» COMPITI:
1. Trascrivi parola per parola una parte del brano, partendo da "Con la decisione" e arrivando fino a "dalla percezione 2.".
2. Riassumi in forma più breve il paragrafo del brano che comincia con "Con la decisione n. 362 del 2000", mantenendone i fatti principali.
=== BRANO DEL DOCUMENTO ===
Con la decisione n. 362 del 2000, la Corte costituzionale sancisce un principio molto importante, rimediando ad un vistoso errore del legislatore che da tempo era oggetto di critiche da parte della dottrina 1. Afferma infatti la Corte costituzionale che, in via generale, i canoni non effettivamente percepiti dal locatore, a causa della morosità del conduttore, non possono concorrere a determinare la base imponibile, ai fini della tassazione Irpef del reddito fondiario di un immobile locato. Secondo la Corte costituzionale, il riferimento al reddito locativo, nelle norme impugnate, deve essere interpretato in modo eccezionale, all'interno di un sistema che adotta come regola generale quella per cui i redditi fondiari concorrono a formare il reddito complessivo indipendentemente dalla percezione 2.

Attraverso questa impostazione, il giudice costituzionale rigetta le questioni sottoposte al suo giudizio, interpretandole in modo conforme alla Costituzione.

@2. Le questioni sottoposte all'esame della Corte

Oggetto del giudizio costituzionale erano questioni analoghe, sollevate da giudici diversi, sul combinato disposto degli artt. 23, comma 1, 33, comma 1, 34, comma 1, e 134, comma 2, del D.P.R. 22 dicembre 1986, n. 917 (Approvazione del testo unico delle imposte sui redditi), in relazione agli artt. 53, 24 Page 873 e 3 Cost., nella parte in cui «assume, quale base imponibile, ai fini della tassazione Irpef del reddito fondiario di un immobile locato, l'importo del canone locativo convenuto in contratto, anziché il reddito medio ordinario desunto dalla rendita catastale, anche quando, a causa della morosità del conduttore, tale canone non sia stato effettivamente percepito».
=== ESTRATTI DEI DATI ===
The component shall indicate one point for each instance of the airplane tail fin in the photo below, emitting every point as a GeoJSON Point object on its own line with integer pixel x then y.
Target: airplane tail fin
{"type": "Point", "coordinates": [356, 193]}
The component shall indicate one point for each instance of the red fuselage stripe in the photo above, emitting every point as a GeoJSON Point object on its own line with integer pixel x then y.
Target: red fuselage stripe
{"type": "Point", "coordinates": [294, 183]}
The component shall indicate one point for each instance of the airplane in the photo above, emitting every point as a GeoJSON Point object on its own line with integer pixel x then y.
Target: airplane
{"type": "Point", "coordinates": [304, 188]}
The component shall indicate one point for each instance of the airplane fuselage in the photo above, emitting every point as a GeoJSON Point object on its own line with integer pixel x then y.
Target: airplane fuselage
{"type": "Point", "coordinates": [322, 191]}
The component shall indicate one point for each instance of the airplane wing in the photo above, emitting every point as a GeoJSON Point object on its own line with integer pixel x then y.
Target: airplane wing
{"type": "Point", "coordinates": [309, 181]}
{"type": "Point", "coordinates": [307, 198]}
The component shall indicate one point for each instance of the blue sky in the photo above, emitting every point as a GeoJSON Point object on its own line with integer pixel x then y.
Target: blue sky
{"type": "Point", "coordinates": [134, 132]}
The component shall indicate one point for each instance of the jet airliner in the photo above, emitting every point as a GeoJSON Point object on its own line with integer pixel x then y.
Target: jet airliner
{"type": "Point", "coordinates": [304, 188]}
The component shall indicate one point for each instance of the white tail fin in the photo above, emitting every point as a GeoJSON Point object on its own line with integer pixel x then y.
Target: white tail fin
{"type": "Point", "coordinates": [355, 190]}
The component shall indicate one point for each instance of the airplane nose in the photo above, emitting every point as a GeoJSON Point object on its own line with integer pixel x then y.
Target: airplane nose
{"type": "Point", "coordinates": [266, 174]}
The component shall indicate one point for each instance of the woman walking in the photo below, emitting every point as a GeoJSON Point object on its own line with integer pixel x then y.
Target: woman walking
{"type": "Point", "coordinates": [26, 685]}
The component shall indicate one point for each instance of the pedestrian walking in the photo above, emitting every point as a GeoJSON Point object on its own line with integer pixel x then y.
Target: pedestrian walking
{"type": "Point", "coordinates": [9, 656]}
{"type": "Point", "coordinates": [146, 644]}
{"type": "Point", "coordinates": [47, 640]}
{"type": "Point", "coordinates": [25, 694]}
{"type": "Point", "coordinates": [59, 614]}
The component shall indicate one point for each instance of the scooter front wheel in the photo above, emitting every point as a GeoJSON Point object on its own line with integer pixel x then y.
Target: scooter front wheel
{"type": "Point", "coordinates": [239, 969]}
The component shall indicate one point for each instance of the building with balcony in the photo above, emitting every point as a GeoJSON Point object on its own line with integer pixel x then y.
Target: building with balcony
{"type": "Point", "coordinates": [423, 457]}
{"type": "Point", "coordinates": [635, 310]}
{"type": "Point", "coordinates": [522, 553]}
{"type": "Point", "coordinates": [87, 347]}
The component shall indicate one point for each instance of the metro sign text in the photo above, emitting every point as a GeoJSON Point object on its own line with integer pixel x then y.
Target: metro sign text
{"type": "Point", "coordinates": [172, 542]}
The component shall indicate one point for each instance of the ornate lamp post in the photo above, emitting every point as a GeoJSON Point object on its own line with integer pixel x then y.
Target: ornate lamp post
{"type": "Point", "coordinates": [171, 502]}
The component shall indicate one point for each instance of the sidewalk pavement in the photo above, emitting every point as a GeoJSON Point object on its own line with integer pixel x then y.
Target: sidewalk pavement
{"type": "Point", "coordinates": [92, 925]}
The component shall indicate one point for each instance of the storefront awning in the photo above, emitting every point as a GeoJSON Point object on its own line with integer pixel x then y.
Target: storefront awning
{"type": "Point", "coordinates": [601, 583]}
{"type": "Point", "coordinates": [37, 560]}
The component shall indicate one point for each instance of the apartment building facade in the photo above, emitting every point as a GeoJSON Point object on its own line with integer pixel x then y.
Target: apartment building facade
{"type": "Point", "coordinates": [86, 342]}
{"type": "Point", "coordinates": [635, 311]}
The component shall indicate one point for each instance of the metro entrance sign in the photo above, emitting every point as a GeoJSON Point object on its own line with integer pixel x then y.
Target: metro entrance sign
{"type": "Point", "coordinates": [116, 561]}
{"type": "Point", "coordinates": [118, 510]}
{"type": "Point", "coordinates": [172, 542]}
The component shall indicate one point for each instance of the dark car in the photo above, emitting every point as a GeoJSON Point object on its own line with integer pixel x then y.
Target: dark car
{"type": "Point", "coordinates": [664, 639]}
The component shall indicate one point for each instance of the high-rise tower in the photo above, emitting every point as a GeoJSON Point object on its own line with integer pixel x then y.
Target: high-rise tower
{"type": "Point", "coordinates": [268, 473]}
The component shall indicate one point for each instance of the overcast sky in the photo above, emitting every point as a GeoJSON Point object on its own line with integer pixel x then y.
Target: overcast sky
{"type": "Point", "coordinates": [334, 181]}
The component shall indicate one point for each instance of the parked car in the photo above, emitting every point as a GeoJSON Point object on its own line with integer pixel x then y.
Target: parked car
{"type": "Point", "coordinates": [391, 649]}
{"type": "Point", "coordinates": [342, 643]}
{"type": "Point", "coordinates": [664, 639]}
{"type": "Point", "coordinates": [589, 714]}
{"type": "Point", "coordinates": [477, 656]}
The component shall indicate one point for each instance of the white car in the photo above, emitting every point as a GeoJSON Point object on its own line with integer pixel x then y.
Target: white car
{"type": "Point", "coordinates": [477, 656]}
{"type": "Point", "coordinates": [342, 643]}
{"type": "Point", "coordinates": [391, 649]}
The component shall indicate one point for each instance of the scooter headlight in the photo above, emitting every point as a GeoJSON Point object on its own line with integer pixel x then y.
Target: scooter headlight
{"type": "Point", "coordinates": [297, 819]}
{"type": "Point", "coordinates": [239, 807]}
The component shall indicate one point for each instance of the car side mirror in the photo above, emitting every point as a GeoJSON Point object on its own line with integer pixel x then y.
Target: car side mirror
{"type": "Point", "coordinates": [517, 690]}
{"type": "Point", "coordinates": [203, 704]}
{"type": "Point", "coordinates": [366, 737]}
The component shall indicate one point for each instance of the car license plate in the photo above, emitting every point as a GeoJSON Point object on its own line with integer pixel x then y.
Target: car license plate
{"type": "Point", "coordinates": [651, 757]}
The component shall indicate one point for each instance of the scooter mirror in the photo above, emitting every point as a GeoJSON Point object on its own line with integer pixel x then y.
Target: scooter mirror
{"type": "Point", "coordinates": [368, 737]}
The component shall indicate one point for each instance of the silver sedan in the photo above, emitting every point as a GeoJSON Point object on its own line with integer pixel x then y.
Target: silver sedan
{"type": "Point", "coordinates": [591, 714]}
===
» RISPOSTE AI COMPITI:
1.
Con la decisione n. 362 del 2000, la Corte costituzionale sancisce un principio molto importante, rimediando ad un vistoso errore del legislatore che da tempo era oggetto di critiche da parte della dottrina 1. Afferma infatti la Corte costituzionale che, in via generale, i canoni non effettivamente percepiti dal locatore, a causa della morosità del conduttore, non possono concorrere a determinare la base imponibile, ai fini della tassazione Irpef del reddito fondiario di un immobile locato. Secondo la Corte costituzionale, il riferimento al reddito locativo, nelle norme impugnate, deve essere interpretato in modo eccezionale, all'interno di un sistema che adotta come regola generale quella per cui i redditi fondiari concorrono a formare il reddito complessivo indipendentemente dalla percezione 2.

2. Con la decisione n. 362 del 2000 la Corte costituzionale rimedia a un vistoso errore del legislatore, da tempo criticato dalla dottrina. La Corte afferma che, in via generale, i canoni che il locatore non ha percepito per la morosità del conduttore non concorrono alla base imponibile. Si tratta della base imponibile ai fini dell'Irpef sul reddito fondiario di un immobile locato. Secondo la Corte, nelle norme impugnate il riferimento al reddito locativo va interpretato come un'eccezione. Nel sistema vale infatti la regola generale per cui i redditi fondiari concorrono al reddito complessivo indipendentemente dalla percezione.